» 本文
1月10日に利き腕の左腕にモデルナ社のワクチンを接種した大江氏
<1月10日にモデルナ社の新型コロナワクチンを接種した大江氏。長蛇の列を経てワクチンを接種した先に見た、新しい世界とは――>
マンハッタンに再び陽が昇り始める。ニューヨークは感染者が急増し、健康診断や予防接種で病院に行くたびに深刻な様子をじかに感じるようになった1月9日、僕の元にニューヨーク市から携帯メールが届いた。明日から自分もワクチンが無料で打てるというのだ。
送られたアドレスから登録をしたら、翌日の12時20 分の予約が取れた。「たとえ10分でも早くには来ないで。必ず時間どおりに来てください」という注意書き。
翌日、接種場所である小学校へ時間ちょうどに行ったら大変な列ができていた。2キロくらいだろうか。後ろのほうの男の子に聞くと「俺は11時の回だよ」という。これは2時間待ちだなと覚悟を決める。
「5時間コースだね。ばかばかしい」。そう吐き捨てるように言って離脱する人もいた。しかし、ほとんどの人が従順に列に並び続けた。老若男女のボランティアの案内人がみんな素晴らしく、「寒くない?ハッピー?」と寒空に並ぶ僕たちを励ましてくれる。まるでロックコンサートのアリーナ席に並び合わせているような連帯感がある。

» 取り組む課題
1. ニューヨークでのワクチン接種の記事から、「送られたアドレスから登録をし」を含む語句で始まり「せているような連帯感がある。」で終わる部分を、一字も変えずに書き写してください。
2. ニューヨークでのワクチン接種の記事の続きを、最後の文の次から書いてください。
このあとのリストは本文とは関係がありません。

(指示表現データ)

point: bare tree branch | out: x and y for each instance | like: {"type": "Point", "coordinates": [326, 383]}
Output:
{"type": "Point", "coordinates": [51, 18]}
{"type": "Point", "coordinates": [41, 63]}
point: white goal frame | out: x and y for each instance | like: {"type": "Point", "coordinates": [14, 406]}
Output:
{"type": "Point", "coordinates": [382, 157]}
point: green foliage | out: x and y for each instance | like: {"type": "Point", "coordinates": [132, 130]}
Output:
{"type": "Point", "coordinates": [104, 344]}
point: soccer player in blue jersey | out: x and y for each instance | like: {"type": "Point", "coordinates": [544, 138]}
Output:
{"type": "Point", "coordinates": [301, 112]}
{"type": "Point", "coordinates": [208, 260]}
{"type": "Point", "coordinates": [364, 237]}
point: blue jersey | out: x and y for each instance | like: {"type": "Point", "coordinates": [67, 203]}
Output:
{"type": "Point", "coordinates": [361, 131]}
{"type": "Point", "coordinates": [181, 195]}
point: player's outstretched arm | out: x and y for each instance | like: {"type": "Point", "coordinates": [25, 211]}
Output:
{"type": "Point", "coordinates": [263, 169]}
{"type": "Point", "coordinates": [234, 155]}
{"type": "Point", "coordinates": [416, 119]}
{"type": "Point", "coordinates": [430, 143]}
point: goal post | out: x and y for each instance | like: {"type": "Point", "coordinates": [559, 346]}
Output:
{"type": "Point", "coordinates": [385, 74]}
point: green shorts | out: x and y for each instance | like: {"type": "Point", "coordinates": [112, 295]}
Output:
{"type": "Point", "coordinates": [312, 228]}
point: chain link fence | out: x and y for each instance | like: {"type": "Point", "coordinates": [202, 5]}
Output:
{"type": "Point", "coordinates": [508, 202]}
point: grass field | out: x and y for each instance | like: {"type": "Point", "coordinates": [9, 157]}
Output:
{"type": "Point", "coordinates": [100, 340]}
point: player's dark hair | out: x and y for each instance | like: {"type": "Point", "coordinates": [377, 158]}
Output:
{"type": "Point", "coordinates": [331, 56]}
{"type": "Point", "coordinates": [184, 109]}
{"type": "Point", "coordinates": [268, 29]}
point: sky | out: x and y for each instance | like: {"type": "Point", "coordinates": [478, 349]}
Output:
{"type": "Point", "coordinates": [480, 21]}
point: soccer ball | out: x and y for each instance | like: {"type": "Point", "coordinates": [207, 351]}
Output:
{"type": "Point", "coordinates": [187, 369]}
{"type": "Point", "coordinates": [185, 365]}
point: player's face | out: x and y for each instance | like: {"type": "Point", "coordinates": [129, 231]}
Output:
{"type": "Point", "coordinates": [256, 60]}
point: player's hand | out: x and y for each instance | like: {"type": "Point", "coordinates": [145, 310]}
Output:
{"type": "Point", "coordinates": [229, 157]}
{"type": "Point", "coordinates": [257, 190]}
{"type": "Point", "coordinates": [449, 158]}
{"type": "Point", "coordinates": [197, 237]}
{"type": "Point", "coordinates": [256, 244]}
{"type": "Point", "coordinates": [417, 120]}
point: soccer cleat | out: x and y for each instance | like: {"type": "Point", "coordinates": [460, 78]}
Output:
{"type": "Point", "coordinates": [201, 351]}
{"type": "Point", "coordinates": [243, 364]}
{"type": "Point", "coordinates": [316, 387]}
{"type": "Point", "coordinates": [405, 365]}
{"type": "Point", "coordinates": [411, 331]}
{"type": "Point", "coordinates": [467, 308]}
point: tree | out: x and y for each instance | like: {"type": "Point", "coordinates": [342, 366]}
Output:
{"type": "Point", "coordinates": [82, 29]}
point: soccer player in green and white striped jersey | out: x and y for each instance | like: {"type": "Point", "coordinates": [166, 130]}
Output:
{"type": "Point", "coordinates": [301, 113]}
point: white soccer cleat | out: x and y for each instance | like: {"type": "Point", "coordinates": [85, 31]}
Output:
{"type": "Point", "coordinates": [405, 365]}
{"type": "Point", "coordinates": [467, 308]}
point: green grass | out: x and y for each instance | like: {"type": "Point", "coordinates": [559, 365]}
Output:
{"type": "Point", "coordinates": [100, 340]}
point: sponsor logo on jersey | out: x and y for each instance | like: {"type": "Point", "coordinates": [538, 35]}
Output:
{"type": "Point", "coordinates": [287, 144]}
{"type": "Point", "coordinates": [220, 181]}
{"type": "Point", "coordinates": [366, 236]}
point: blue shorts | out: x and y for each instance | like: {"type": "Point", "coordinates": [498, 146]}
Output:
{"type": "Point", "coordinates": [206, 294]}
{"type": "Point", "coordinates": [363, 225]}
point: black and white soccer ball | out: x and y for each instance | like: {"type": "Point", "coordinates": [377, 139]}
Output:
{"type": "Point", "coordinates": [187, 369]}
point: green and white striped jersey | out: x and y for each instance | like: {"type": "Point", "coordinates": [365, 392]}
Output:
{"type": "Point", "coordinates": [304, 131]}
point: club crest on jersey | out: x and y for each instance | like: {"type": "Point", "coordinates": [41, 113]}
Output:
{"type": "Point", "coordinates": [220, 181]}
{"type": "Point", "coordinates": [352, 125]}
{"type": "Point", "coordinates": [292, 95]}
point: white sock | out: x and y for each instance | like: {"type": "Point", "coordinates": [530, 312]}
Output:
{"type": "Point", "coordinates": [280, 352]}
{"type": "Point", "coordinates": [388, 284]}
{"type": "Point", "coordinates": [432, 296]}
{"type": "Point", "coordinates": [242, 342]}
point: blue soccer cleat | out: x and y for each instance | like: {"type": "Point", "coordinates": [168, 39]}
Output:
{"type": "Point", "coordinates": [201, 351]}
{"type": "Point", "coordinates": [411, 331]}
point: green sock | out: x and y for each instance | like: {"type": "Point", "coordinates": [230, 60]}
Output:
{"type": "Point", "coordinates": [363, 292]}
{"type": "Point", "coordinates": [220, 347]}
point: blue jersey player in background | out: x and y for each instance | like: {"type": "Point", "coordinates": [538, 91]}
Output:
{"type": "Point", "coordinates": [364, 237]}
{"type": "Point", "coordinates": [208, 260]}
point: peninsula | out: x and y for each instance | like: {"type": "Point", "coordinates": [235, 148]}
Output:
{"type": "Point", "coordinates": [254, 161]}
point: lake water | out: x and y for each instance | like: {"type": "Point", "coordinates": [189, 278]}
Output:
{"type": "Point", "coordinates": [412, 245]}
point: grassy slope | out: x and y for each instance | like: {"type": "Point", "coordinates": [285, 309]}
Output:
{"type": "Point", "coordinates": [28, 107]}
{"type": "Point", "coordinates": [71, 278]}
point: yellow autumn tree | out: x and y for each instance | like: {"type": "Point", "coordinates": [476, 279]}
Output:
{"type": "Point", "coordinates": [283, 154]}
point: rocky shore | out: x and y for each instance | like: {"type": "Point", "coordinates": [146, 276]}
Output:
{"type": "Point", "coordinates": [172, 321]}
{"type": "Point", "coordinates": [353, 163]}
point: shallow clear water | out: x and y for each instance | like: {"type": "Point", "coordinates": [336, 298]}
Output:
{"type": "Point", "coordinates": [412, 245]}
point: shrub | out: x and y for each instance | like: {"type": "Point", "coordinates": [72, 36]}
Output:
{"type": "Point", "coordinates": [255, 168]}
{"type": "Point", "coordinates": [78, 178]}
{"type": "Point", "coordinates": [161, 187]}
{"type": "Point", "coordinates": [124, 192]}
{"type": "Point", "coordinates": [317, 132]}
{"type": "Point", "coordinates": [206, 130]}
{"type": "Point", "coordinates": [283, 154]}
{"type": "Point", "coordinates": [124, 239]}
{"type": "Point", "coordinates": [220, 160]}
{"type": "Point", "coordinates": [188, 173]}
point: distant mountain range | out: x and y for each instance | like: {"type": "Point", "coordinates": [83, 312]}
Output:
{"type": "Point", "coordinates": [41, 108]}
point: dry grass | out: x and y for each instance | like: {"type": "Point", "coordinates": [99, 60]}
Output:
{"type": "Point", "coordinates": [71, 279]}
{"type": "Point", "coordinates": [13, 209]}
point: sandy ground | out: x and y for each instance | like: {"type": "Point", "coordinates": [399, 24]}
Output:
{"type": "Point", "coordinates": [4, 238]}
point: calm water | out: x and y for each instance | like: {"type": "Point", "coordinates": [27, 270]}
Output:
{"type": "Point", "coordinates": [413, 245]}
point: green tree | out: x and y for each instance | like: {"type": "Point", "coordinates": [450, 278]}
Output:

» 課題の結果
1.
送られたアドレスから登録をしたら、翌日の12時20 分の予約が取れた。「たとえ10分でも早くには来ないで。必ず時間どおりに来てください」という注意書き。
翌日、接種場所である小学校へ時間ちょうどに行ったら大変な列ができていた。2キロくらいだろうか。後ろのほうの男の子に聞くと「俺は11時の回だよ」という。これは2時間待ちだなと覚悟を決める。
「5時間コースだね。ばかばかしい」。そう吐き捨てるように言って離脱する人もいた。しかし、ほとんどの人が従順に列に並び続けた。老若男女のボランティアの案内人がみんな素晴らしく、「寒くない?ハッピー?」と寒空に並ぶ僕たちを励ましてくれる。まるでロックコンサートのアリーナ席に並び合わせているような連帯感がある。

2.
ワクチン接種を終えた人たちがドアから出てくるのが見える。まるで別の惑星から来た異星人のようだ。僕らも、ああいうふうにあのドアから出てこられるのか。結局、思ったほどは待たずに2時間弱で学校の中へ入れた。
いざ、接種テーブルへ。会場はバスケットコートだ。僕の担当はアジア系の看護師さんだった。ファイザー社とモデルナ社のものがあり、僕の場合は申し込む際に自分の意思で選べたのでモデルナにした。
和やかな話をして気持ちをリラックスさせてから利き腕を差し出す。1本は結構な量に見えたが一瞬の注射で入ってしまう。
ワクチンによって体に入るのは病原体の遺伝情報で、体内に抗体が作られる。コロナウイルスが侵入しても、「先客」の抗体によって免疫ができてしまっているので悪さができないそうだ。発症や重症化を防ぐのには役立つが、人への感染予防効果ははっきりとは確認できないといわれている。